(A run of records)

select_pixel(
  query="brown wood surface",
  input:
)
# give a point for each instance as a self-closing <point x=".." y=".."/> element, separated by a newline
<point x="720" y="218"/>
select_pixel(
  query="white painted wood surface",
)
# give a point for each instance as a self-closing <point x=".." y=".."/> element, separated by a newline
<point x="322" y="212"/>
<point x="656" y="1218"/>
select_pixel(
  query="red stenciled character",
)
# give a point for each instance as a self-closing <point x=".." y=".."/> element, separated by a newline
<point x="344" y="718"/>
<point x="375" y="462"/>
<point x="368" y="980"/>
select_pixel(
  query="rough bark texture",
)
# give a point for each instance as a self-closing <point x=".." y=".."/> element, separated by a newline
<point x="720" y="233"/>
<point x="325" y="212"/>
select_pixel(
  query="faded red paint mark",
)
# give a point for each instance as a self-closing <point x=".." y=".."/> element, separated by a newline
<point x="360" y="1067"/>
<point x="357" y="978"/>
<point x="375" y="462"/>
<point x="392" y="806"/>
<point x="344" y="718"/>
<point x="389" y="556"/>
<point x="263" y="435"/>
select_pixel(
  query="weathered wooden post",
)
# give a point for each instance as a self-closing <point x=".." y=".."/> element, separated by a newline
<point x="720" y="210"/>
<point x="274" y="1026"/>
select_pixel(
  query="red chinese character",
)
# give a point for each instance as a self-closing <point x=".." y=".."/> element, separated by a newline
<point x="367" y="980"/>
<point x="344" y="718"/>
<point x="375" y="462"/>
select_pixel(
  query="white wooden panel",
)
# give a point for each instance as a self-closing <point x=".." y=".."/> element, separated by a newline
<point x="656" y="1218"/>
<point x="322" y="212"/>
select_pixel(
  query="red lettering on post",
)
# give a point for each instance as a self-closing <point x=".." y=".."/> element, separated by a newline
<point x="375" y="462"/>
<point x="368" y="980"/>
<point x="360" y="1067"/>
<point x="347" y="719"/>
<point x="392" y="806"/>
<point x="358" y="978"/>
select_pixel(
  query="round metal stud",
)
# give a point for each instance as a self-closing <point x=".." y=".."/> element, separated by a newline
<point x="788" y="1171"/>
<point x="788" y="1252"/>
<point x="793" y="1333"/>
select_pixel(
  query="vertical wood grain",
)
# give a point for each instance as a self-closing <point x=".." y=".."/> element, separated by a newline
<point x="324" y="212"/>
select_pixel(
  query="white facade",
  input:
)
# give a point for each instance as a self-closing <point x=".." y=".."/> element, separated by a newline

Required work: Output the lines above verbatim and in full.

Result for this task:
select_pixel(
  query="brown wood surface",
  input:
)
# give a point for each instance as a self-closing <point x=".." y=".."/> element, separated by a newline
<point x="720" y="218"/>
select_pixel(
  query="white painted wood surface",
)
# give a point for each instance as a self-closing <point x=".." y=".."/> element, separated by a newline
<point x="322" y="212"/>
<point x="656" y="1218"/>
select_pixel(
  query="red stenciled character",
)
# give a point for each instance as a self-closing <point x=".." y=".."/> element, separated by a newline
<point x="344" y="718"/>
<point x="375" y="462"/>
<point x="368" y="980"/>
select_pixel(
  query="rough bark texture",
)
# give a point for each instance as a self-closing <point x=".." y=".."/> element, separated by a newline
<point x="720" y="233"/>
<point x="325" y="212"/>
select_pixel(
  query="faded red paint mark",
)
# give a point for each instance as a self-closing <point x=".." y=".."/> element, separated by a newline
<point x="360" y="1067"/>
<point x="357" y="978"/>
<point x="375" y="462"/>
<point x="392" y="806"/>
<point x="344" y="718"/>
<point x="389" y="556"/>
<point x="263" y="435"/>
select_pixel(
  query="weathered wooden post",
)
# give a point for each instance as a self-closing <point x=".." y=".."/> element, separated by a newline
<point x="720" y="210"/>
<point x="274" y="1026"/>
select_pixel(
  query="red chinese character",
)
# give a point for each instance as a self-closing <point x=".." y=".."/> element, separated by a newline
<point x="367" y="980"/>
<point x="344" y="718"/>
<point x="375" y="462"/>
select_pixel(
  query="white wooden panel",
)
# give a point for each instance as a self-closing <point x=".." y=".."/> element, separated by a newline
<point x="656" y="1218"/>
<point x="322" y="212"/>
select_pixel(
  query="red lettering on post",
)
# give a point for each instance as a self-closing <point x=".." y=".."/> element, separated by a newline
<point x="375" y="462"/>
<point x="368" y="980"/>
<point x="360" y="1067"/>
<point x="347" y="719"/>
<point x="392" y="806"/>
<point x="358" y="978"/>
select_pixel(
  query="round metal stud",
)
# give a point for each instance as a self-closing <point x=".." y=".."/> element, separated by a newline
<point x="788" y="1171"/>
<point x="788" y="1252"/>
<point x="793" y="1333"/>
select_pixel(
  query="vertical wood grain",
)
# give a point for each instance as a self-closing <point x=".." y=".."/> element, separated by a newline
<point x="324" y="212"/>
select_pixel(
  query="white facade",
  input:
)
# give a point for each instance as a self-closing <point x=".." y=".."/> element, separated by a newline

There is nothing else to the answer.